#### Annotated photo localization data:
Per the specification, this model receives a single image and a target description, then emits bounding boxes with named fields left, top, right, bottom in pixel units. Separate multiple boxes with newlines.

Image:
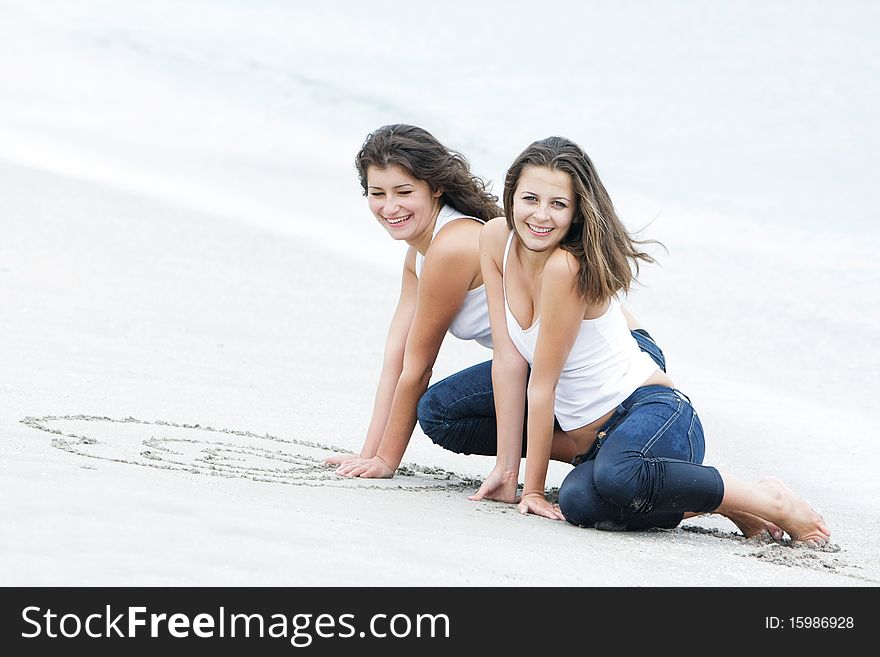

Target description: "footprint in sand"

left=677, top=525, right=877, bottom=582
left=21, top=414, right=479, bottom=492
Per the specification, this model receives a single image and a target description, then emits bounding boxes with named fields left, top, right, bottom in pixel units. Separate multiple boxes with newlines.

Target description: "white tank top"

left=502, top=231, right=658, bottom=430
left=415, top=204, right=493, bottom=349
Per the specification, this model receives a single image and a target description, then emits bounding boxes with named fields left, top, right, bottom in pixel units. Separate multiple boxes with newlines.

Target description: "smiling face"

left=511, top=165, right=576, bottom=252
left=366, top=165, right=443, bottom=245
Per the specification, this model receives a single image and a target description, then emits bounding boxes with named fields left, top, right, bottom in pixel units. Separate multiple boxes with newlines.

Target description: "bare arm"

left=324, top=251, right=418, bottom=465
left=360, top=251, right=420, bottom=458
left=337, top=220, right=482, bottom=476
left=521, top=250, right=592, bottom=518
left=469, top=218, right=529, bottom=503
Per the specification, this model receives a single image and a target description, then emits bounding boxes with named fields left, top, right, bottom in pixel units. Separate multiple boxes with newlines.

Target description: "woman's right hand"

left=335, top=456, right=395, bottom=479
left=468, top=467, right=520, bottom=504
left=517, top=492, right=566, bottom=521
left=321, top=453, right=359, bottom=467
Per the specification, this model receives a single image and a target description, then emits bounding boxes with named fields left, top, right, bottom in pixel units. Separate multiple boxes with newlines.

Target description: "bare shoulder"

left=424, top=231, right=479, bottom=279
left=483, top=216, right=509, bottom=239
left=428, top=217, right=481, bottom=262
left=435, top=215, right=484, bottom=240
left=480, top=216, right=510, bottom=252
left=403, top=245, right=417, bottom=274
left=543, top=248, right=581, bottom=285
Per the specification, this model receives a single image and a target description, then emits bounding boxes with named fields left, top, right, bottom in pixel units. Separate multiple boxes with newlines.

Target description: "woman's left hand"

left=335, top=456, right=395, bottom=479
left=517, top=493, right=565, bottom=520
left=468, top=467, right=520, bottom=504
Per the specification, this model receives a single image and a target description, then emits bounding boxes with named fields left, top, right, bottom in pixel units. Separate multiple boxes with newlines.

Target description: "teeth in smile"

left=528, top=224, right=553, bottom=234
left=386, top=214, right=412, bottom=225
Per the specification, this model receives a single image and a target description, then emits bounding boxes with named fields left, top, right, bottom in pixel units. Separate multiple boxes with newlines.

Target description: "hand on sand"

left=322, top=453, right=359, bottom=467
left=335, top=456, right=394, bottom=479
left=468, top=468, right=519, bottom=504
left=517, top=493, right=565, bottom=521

#### About this task:
Restate each line of the records exactly; pictures do not belong in the copy.

#### Task answer:
Per the specification, this model receives a single image and a target description, then emits bounding boxes with named fields left, top, right, bottom in pixel units. Separate multiple boxes with newlines.

Image:

Target description: "footprint in sand"

left=677, top=525, right=877, bottom=582
left=21, top=414, right=479, bottom=492
Per the specification, this model receives a single image and a target description, then emits bounding boxes with named fields left, top, right, bottom in pixel units. Separate multiple boxes with newlines.

Target description: "white tank top"

left=502, top=231, right=658, bottom=430
left=415, top=204, right=493, bottom=349
Per the specification, this model receives a single image and a target description, then emits bounding boxes with named fields left, top, right, bottom in pixel units. Separate multiple boxes with newlines.

Target description: "smiling face"

left=511, top=165, right=576, bottom=252
left=366, top=165, right=443, bottom=245
Per the specification, this model receives a single image and a target description, then emits bounding boxes with named fields left, top, right, bottom in pixel units. Separate multiple boxes with newlines.

Target description: "bare arm"

left=324, top=251, right=418, bottom=465
left=360, top=251, right=420, bottom=458
left=337, top=220, right=482, bottom=476
left=521, top=250, right=592, bottom=518
left=469, top=218, right=529, bottom=503
Per the specification, this model receives a single image and a target description, then emits bounding boxes with named fields left, top, right, bottom in pixel units. Separate multiple boxes with newlines.

Target description: "woman's right hand"

left=335, top=456, right=395, bottom=479
left=468, top=467, right=520, bottom=504
left=517, top=492, right=566, bottom=521
left=321, top=453, right=359, bottom=467
Per the specification, this model receives a single image and a target description, then emits bounding boxes with named fields left, top, right, bottom in pixel units. Separate multiple boxes with newlines.

Target description: "bare shoulder"

left=424, top=231, right=479, bottom=279
left=483, top=216, right=509, bottom=239
left=428, top=217, right=481, bottom=262
left=435, top=215, right=484, bottom=240
left=480, top=216, right=510, bottom=252
left=403, top=245, right=417, bottom=274
left=543, top=248, right=581, bottom=285
Per the specification, this model receives a single image and a target description, then emits bounding boxes with named fields left, top, right, bottom in pixel units. Separate multiple boxes with newlines.

Target description: "woman's left hand"

left=335, top=456, right=395, bottom=479
left=517, top=493, right=565, bottom=520
left=468, top=467, right=520, bottom=504
Per the specification, this model receives a single image and a target description, then emits bounding boxes with named fields left, top, right, bottom in pixel units. Separate multiple boxes with newlines.

Target description: "teeth in smile"

left=528, top=224, right=553, bottom=234
left=386, top=214, right=412, bottom=225
Per the specification, this model receives a single image and a target description, then emits bounding boxes with named fields left, top, right, bottom in pixel units. Separate multiple boxes with newlines.

Target description: "hand on sand"

left=322, top=453, right=359, bottom=467
left=335, top=456, right=394, bottom=479
left=468, top=468, right=519, bottom=504
left=517, top=493, right=565, bottom=521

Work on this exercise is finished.